-- Short task --
Could you print all the entries exactly?

### Excerpted records

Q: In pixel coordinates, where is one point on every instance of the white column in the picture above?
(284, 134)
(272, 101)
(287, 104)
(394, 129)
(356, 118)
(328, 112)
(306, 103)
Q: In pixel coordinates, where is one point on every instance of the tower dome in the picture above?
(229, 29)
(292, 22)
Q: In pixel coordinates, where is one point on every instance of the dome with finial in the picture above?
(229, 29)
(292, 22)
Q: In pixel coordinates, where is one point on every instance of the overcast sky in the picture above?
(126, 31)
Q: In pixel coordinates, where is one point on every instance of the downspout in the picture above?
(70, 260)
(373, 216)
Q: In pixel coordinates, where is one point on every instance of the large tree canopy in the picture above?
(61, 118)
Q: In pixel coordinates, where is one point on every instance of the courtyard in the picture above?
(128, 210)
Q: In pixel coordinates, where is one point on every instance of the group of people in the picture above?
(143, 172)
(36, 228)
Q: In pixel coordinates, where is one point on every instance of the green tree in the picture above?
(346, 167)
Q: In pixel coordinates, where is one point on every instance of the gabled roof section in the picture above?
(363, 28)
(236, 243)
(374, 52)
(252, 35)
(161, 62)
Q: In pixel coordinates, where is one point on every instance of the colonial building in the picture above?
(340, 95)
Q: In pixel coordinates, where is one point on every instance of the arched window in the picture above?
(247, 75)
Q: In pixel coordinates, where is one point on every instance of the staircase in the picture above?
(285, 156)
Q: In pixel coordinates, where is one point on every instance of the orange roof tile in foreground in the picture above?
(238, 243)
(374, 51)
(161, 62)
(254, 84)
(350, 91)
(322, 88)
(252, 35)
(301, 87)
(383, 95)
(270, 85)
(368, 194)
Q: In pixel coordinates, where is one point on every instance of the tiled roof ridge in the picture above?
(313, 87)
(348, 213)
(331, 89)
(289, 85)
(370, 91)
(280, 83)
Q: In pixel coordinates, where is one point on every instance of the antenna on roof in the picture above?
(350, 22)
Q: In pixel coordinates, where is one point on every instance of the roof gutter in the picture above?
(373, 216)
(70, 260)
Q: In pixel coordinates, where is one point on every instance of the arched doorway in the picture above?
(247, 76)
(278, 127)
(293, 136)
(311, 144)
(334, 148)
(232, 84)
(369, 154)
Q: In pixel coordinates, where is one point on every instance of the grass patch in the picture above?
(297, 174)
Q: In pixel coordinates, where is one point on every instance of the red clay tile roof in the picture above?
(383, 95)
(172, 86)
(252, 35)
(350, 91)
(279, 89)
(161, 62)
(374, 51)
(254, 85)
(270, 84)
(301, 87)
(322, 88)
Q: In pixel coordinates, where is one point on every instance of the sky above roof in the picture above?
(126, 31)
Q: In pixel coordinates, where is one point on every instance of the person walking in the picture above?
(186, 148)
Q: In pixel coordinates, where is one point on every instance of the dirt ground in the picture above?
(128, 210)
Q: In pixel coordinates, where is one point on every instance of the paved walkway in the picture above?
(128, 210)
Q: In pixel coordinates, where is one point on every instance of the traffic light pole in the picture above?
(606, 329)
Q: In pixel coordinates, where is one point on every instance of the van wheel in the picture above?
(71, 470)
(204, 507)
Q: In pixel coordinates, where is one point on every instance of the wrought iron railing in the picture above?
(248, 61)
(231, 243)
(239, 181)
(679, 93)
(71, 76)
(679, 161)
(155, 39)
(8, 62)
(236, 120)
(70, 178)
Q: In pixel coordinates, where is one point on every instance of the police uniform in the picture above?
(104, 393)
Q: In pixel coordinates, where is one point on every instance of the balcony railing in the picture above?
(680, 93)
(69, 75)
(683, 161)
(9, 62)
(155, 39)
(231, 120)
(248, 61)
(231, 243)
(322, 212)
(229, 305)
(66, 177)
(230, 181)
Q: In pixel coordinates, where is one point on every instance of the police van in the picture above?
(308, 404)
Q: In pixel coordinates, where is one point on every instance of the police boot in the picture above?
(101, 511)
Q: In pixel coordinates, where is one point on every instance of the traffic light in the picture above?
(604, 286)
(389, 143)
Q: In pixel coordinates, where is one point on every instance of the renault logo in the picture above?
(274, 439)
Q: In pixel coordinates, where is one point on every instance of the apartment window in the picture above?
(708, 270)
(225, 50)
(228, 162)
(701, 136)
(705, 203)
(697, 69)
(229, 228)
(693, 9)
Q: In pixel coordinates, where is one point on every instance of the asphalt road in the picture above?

######

-- Complete output --
Q: In pixel coordinates, where is one point on every instance of the white column in the picture above?
(284, 134)
(272, 101)
(287, 104)
(394, 129)
(356, 118)
(328, 112)
(306, 103)
Q: In pixel coordinates, where is one point on every instance of the tower dome in the picture above?
(229, 29)
(292, 22)
Q: In pixel coordinates, where is one point on every instance of the dome with finial in the picture above?
(229, 29)
(292, 22)
Q: In pixel coordinates, where is one point on every instance of the overcast sky in the picture above?
(126, 31)
Q: In pixel coordinates, where is one point on every instance of the downspout in the picture above?
(70, 260)
(373, 216)
Q: In pixel coordinates, where is one point on every instance of the large tree canopy in the picture above?
(61, 118)
Q: In pixel coordinates, where is one point on every instance of the courtyard in the picture above?
(128, 210)
Q: In pixel coordinates, where is one point on every instance of the group of people in the picture above?
(143, 172)
(36, 228)
Q: In pixel coordinates, where is one point on every instance of the green tree in the picture above?
(346, 167)
Q: In pixel coordinates, where is one point on every instance of the gabled roof section in the picture above?
(363, 28)
(236, 243)
(374, 52)
(252, 35)
(161, 62)
Q: In pixel coordinates, where is one point on every instance of the colonial building in the picture above?
(340, 95)
Q: In pixel coordinates, where is one point on every instance of the arched window in the picture above?
(247, 75)
Q: In pixel coordinates, where is one point on every instance of the staircase in the picture above?
(285, 156)
Q: In pixel coordinates, where is one point on every instance of the orange roof tile in foreground in the picture above?
(238, 243)
(374, 51)
(161, 62)
(254, 84)
(350, 91)
(322, 88)
(252, 35)
(301, 87)
(383, 95)
(270, 85)
(368, 194)
Q: In pixel coordinates, where is one point on every instance of the tiled roof ridge in the picture above?
(313, 87)
(348, 213)
(331, 89)
(289, 85)
(370, 91)
(280, 83)
Q: In pixel coordinates, where is one point on every instance of the antenna on roof in the picture above?
(350, 22)
Q: In pixel coordinates, where is one point on every instance of the roof gutter in the picture above?
(373, 216)
(70, 260)
Q: In pixel coordinates, where is one point on every instance of the arched doorway in the picture above?
(247, 76)
(278, 127)
(293, 136)
(311, 144)
(334, 148)
(232, 84)
(369, 154)
Q: In pixel coordinates, where is one point on every instance of the grass patch in the picture above?
(297, 174)
Q: In pixel coordinates, where is one point on every instance of the red clay tile roof in the picture above?
(383, 95)
(172, 86)
(252, 35)
(350, 91)
(279, 89)
(161, 62)
(374, 51)
(254, 85)
(270, 84)
(301, 87)
(322, 88)
Q: In pixel coordinates, where is one point on every instance of the sky above roof in the picture above?
(126, 31)
Q: In pixel coordinates, where is one point on every instance of the person walking in the picture above?
(186, 148)
Q: In pixel coordinates, where is one point on every instance of the dirt ground in the picture above?
(128, 210)
Q: In pixel coordinates, where is one point on every instance of the paved walkway in the picture above?
(128, 210)
Q: In pixel coordinates, where is one point on every instance of the traffic light pole in the picture above?
(606, 329)
Q: In pixel coordinates, where is one point on every instance of the van wheel in the picture above?
(71, 470)
(204, 507)
Q: In pixel coordinates, where is one point on every instance of the wrought iron railing in the picture above?
(248, 61)
(231, 243)
(239, 181)
(679, 93)
(71, 76)
(679, 161)
(155, 39)
(8, 62)
(236, 120)
(70, 178)
Q: In pixel coordinates, where is one point on every instance of the police uniform in the picture above?
(104, 393)
Q: In pixel coordinates, where is one point on every instance of the balcony railing in the picture above?
(680, 93)
(69, 75)
(683, 161)
(9, 62)
(155, 39)
(231, 120)
(248, 61)
(231, 243)
(322, 212)
(229, 305)
(66, 177)
(230, 181)
Q: In pixel coordinates, where is one point on every instance of the police van in the picture above?
(308, 404)
Q: In pixel coordinates, where is one point on every instance of the police boot in the picture above?
(101, 511)
Q: In pixel coordinates, where is one point on every instance of the traffic light in the picture above?
(604, 286)
(389, 143)
Q: In pixel coordinates, where is one point on every instance of the renault logo in the picture above?
(274, 439)
Q: In pixel coordinates, where is one point on every instance of the apartment window in the picture above?
(708, 270)
(225, 50)
(228, 162)
(701, 136)
(705, 203)
(697, 69)
(229, 228)
(693, 9)
Q: In pixel coordinates, where is one point on every instance of the asphalt road in the picture above?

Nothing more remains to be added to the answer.